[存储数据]
——————————

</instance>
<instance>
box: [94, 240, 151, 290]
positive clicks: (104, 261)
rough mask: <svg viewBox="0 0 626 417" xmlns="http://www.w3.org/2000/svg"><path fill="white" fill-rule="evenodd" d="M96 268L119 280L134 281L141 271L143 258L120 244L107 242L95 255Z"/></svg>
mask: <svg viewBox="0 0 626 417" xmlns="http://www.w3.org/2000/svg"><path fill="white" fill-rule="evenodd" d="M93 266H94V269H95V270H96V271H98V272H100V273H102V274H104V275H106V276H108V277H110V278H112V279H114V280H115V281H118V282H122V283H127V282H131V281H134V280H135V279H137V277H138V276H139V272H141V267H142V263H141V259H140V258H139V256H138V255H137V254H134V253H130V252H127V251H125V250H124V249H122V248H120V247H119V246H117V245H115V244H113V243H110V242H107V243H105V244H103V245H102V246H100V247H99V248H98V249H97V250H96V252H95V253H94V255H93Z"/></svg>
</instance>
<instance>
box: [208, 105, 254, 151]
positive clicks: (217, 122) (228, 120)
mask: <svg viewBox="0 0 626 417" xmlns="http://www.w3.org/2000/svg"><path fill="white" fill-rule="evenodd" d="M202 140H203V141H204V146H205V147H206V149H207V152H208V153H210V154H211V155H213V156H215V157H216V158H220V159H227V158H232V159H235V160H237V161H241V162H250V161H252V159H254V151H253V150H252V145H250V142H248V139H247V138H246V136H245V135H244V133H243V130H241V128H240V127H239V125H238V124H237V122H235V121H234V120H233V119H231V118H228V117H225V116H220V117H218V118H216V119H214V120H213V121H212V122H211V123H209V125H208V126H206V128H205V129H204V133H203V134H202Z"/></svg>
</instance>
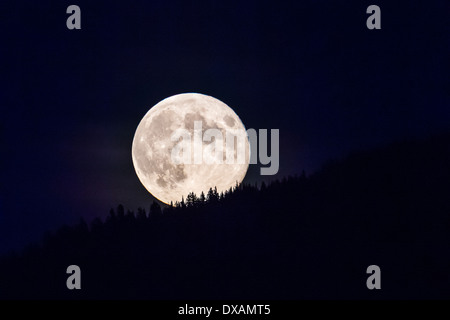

——————————

#### 你的目标
找出上面记录中所有含有字符串“white”的行，逐行收集并照抄出来。

#### 书面回答
rough mask: <svg viewBox="0 0 626 417" xmlns="http://www.w3.org/2000/svg"><path fill="white" fill-rule="evenodd" d="M96 268L119 280L134 281L141 271L143 258L120 244L107 242L95 255Z"/></svg>
mask: <svg viewBox="0 0 626 417" xmlns="http://www.w3.org/2000/svg"><path fill="white" fill-rule="evenodd" d="M93 266H94V269H95V270H96V271H98V272H100V273H102V274H104V275H106V276H108V277H110V278H112V279H114V280H115V281H118V282H122V283H127V282H131V281H134V280H135V279H137V277H138V276H139V272H141V267H142V263H141V259H140V258H139V256H138V255H137V254H134V253H130V252H127V251H125V250H124V249H122V248H120V247H119V246H117V245H115V244H113V243H110V242H107V243H105V244H103V245H102V246H100V247H99V248H98V249H97V250H96V252H95V253H94V255H93Z"/></svg>
mask: <svg viewBox="0 0 626 417" xmlns="http://www.w3.org/2000/svg"><path fill="white" fill-rule="evenodd" d="M202 140H203V141H204V146H205V147H206V149H207V152H208V153H210V154H211V155H213V156H215V157H216V158H220V159H227V158H232V159H235V160H237V161H241V162H250V161H252V159H254V151H253V150H252V145H250V142H248V139H247V138H246V136H245V135H244V133H243V130H241V128H240V127H239V125H238V124H237V122H235V121H234V120H233V119H231V118H228V117H225V116H220V117H218V118H216V119H214V120H213V121H212V122H211V123H209V125H208V126H206V128H205V129H204V133H203V134H202Z"/></svg>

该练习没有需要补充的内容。